[WAS ZU TUN IST]
1. Schreiben Sie aus dem Textauszug über das Gitarrenlernen den Teil ab, der mit den Worten „Abgesehen von der“ anfängt und mit „Sie Gitarre spielen!“ aufhört.
2. Beantworten Sie anhand des Textauszugs über das Gitarrenlernen diese Fragen:
(a) Welche zwei Übungsformen täten laut Text jemandem gut, der etwas hektisch ist?
(b) Welches Spiel wird im Text als tolles Denkspiel bezeichnet?
(c) Was möchte unser Gehirn laut Text?

Abgesehen von der Tätigkeit, die der Mensch ausübt, um seinen Lebensunterhalt zu sichern, sollte er in seiner Freizeit auch lernen und spielen. Und ich schlage vor: Lernen Sie Gitarre spielen!

O.K., wir alle bewegen uns zu wenig. Wir arbeiten oft im Sitzen, wir fahren mit dem Auto zur Arbeit, was uns fehlt ist Sport. Vielleicht sind wir etwas hektisch und Yoga oder Tai Chi täte uns gut. Joggen kann wie Feldenkrais-Übungen sehr meditativ sein, aber der Mensch braucht auch intellektuelle und künstlerische Herausforderungen!

Sie spielen am Computer oder einer Spielkonsole? Ich muss zugeben: damit habe ich wenig Erfahrungen. Die Hop and Run - Spiele, die ich mit meinen Kindern um die Wette gespielt habe machen mich inzwischen nur noch nervös, und Sokoban habe ich auch ewig nicht mehr gespielt (obwohl das ein tolles Denkspiel ist!). Rollen- oder Strategiespiele oder allgemein das, was die Jugendlichen mit "zocken" meinen kann ich wirklich nicht beurteilen.

Ich kann nur Vermutungen dazu anstellen: entwickelt sich wirklich strategisches Denken? Es gibt sicher Übeprozesse? Häuft man nützliches Wissen an? Erwirbt man soziale Kompetenzen? Projeziert man auf seinen Avatar Eigenschaften, die man in der Realität gerne hätte? Tut man diese Art Dinge wirklich mit Liebe über Jahrzehnte?

Wir alle sind heute gefangen in einer Welt, die uns permanent mit elektronischer Ablenkung bombardiert. Wir alle haben Schwierigkeiten, uns zu motivieren selbst etwas zu tun. Vor allem etwas, das Konzentration erfordert statt Zerstreuung. Etwas Anstrengendes... dabei möchte unser Gehirn benutzt werden!

Gitarre spielen lernen ist ein weites Feld, und stellt viele Anforderungen an den, der es unternimmt. Das ist mal ein Ansatz! Raus aus den gewohnten Bahnen!

[INHALT DES DATENSATZES]
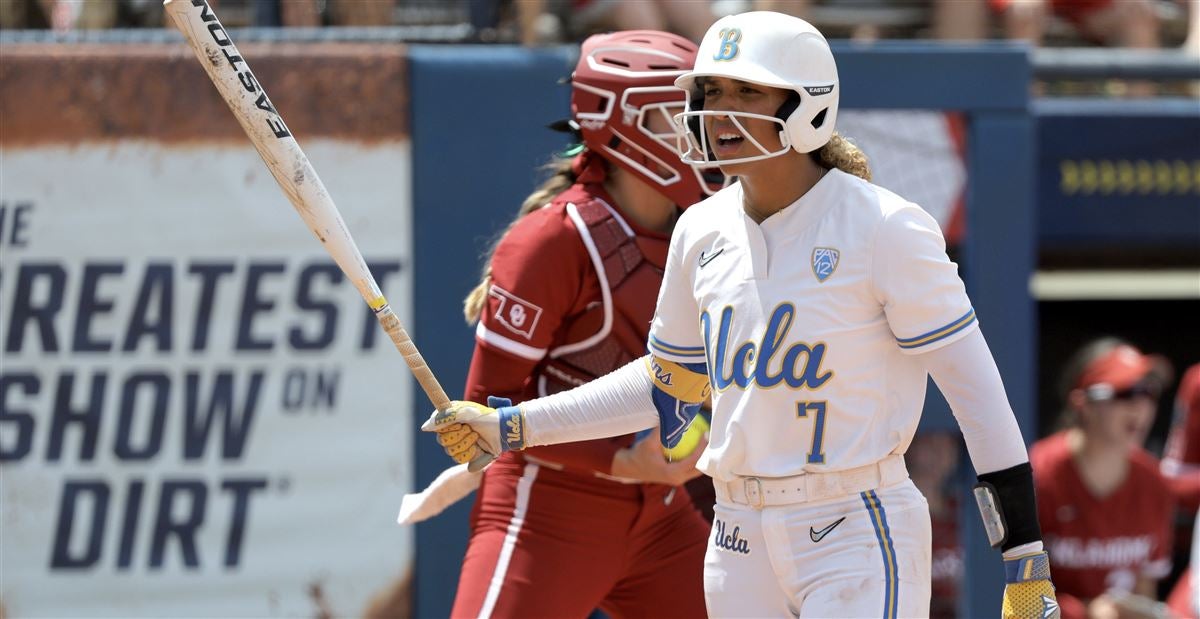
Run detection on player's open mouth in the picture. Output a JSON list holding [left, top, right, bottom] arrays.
[[713, 130, 745, 155]]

[DIE ERGEBNISSE]
1.
Abgesehen von der Tätigkeit, die der Mensch ausübt, um seinen Lebensunterhalt zu sichern, sollte er in seiner Freizeit auch lernen und spielen. Und ich schlage vor: Lernen Sie Gitarre spielen!

2.
(a) Yoga oder Tai Chi täten einem hektischen Menschen gut.
(b) Sokoban wird als tolles Denkspiel bezeichnet.
(c) Unser Gehirn möchte benutzt werden.